▸ WHAT IS BEING ASKED:
Rewrite each of the records below with "Point out" changed to "Mark", keeping every other word the same.

------------------------------------------------

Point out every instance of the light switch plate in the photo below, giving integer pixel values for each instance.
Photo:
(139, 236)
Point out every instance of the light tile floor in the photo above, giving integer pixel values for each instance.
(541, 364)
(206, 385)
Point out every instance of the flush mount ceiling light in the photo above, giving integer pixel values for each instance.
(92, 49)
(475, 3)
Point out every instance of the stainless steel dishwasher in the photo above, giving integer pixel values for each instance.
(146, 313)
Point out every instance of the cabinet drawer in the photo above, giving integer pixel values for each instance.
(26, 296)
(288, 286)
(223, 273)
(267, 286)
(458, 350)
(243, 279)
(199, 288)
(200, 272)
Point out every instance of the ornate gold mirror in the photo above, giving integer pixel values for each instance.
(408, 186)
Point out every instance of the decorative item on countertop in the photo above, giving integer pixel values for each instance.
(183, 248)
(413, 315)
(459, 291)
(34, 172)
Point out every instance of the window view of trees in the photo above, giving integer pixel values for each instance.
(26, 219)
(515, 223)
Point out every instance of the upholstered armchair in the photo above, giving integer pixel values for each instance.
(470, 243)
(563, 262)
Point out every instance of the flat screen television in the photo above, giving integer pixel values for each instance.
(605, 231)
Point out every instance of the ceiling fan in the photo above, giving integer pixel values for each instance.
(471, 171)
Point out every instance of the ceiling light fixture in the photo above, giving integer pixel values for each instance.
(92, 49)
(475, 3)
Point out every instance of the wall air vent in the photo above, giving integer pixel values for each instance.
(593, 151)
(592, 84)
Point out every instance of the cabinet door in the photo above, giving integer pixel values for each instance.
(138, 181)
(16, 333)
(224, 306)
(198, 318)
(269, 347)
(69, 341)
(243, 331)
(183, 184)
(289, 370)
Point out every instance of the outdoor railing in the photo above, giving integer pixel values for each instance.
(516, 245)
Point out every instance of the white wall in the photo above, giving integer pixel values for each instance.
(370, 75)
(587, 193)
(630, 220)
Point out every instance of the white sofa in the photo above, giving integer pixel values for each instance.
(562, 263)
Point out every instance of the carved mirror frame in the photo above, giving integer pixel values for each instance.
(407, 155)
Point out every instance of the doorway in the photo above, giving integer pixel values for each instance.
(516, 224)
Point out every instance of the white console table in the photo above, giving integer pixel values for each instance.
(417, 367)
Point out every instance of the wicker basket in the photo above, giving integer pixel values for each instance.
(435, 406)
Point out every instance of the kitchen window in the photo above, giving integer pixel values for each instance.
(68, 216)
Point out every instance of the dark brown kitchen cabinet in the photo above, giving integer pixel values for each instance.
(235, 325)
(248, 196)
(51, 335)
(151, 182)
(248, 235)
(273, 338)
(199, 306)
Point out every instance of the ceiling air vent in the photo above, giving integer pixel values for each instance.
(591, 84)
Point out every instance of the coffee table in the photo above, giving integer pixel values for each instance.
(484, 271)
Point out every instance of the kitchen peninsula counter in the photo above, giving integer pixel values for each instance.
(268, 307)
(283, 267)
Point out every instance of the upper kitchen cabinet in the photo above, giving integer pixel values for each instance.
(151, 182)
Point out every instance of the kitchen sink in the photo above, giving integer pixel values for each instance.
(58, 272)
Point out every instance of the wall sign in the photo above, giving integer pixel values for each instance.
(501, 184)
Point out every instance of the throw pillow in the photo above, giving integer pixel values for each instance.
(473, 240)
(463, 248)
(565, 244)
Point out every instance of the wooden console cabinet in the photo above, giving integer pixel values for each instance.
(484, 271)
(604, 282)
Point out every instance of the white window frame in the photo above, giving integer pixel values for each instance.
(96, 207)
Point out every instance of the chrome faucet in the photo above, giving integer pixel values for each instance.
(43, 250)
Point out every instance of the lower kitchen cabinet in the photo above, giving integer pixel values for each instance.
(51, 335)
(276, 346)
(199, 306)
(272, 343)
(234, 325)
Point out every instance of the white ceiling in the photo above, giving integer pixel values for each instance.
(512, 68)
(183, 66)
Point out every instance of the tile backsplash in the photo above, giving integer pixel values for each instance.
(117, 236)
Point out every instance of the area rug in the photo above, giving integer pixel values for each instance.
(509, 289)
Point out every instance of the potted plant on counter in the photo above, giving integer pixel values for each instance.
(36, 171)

------------------------------------------------

▸ WRITTEN SOLUTION:
Mark every instance of the light switch plate in the photo below, giving integer pixel values for each instance.
Photo:
(139, 236)
Mark every instance of the light tile floor in the photo above, giving integer pixel values for each instance.
(541, 364)
(206, 385)
Mark every instance of the flush mount ceiling light in the photo above, giving integer pixel values for each instance.
(92, 49)
(475, 3)
Mark every instance of the stainless steel dishwasher in the photo above, giving integer pixel values for each instance.
(146, 313)
Mark every instance of the cabinet drawer in the photo above, giving integer pixel values for each instance.
(26, 296)
(288, 286)
(223, 273)
(267, 286)
(458, 350)
(243, 279)
(199, 288)
(200, 272)
Mark every instance of the ornate gold mirror in the photo above, giving integer pixel values for each instance.
(408, 186)
Mark every instance of the decorative item on countertop in the photo above, giving integer pixel values for each instance.
(183, 248)
(413, 315)
(459, 291)
(34, 172)
Mark every instance of the window view of trees in the photo above, giving integer pixel values for each instance.
(26, 219)
(515, 223)
Mark every instance of the upholstered armchair in the photo above, giving integer pixel values for each instance.
(470, 243)
(563, 262)
Mark every instance of the flat screen television in the photo above, giving integer pixel values for each instance.
(605, 231)
Mark every instance of the ceiling fan in the photo above, giving integer pixel values for each instance.
(471, 171)
Mark every instance of the ceiling light fixture in the photo above, giving integer pixel values for each instance.
(92, 49)
(475, 3)
Mark every instance of the wall air vent in the photo above, giving integer pixel values for each instance.
(593, 151)
(592, 84)
Mark every instance of the cabinet door in the photo above, giving integer pixel values for each instance.
(138, 181)
(16, 333)
(224, 306)
(198, 318)
(269, 347)
(69, 341)
(243, 331)
(183, 184)
(289, 370)
Mark every instance of the outdoor railing in the photo above, giving integer pixel values for each instance.
(516, 245)
Mark every instance of the white wall in the photo above, giving integer pixel values for each instance.
(370, 75)
(587, 193)
(630, 220)
Mark every instance of the white sofa in the photo above, giving integer pixel values for each instance.
(562, 263)
Mark every instance of the carved mirror frame in the photo above, giving integer pixel values for each instance.
(407, 155)
Mark every instance of the doorway in the photo above, giving integer pixel values for each instance.
(516, 224)
Mark every instance of the white console table in the photo above, giving integer pixel values for each instance.
(417, 367)
Mark every instance of the wicker basket in the photo above, giving integer pixel values for each instance.
(435, 406)
Mark every instance of the kitchen window in the photo above, giving integer pixel values for each instance.
(68, 216)
Mark every instance of the dark brown kitchen cabinet in the photo above, giving integer pixel values for each instance.
(235, 325)
(248, 196)
(51, 335)
(151, 182)
(248, 235)
(273, 338)
(199, 306)
Mark every instance of the ceiling air vent in the photo above, giving integer pixel values for each instance.
(591, 84)
Mark every instance of the coffee table in the photo above, giving integer pixel values for each instance.
(484, 271)
Mark every instance of the kitchen peninsula counter in the photo above, giving integer pixel values for each instance.
(268, 307)
(283, 267)
Mark every instance of the upper kitchen cabinet in the photo above, giving integer pixel values for each instance.
(151, 182)
Mark every instance of the kitchen sink in the photo above, giving integer pixel values for each instance.
(58, 272)
Mark every instance of the wall sign in the photo above, giving integer pixel values for each instance.
(501, 184)
Mark every instance of the throw pillow in the photo above, giving integer pixel values for each instance.
(473, 240)
(463, 248)
(565, 244)
Mark every instance of the wooden console cabinet in the photo above, giving integer pixel values for each instance.
(484, 271)
(604, 282)
Mark every instance of the white window frame in the photo above, giving integer pixel values for each instance.
(96, 207)
Mark every instance of the chrome faucet in the photo above, giving integer pixel values for each instance.
(43, 250)
Mark every instance of the lower kitchen cabinet in the photo above, giving integer pixel values for each instance.
(51, 335)
(276, 346)
(199, 306)
(272, 343)
(234, 325)
Mark every instance of the white ceiling in the photo above, giving integer pixel values for each instance.
(512, 68)
(183, 66)
Mark every instance of the tile backsplash in the photo above, giving integer pixel values for each instance.
(117, 236)
Mark every instance of the area rug in the photo above, giving integer pixel values for each instance.
(509, 289)
Mark every instance of the potted plant on counter in the photo above, giving integer pixel values for each instance.
(36, 171)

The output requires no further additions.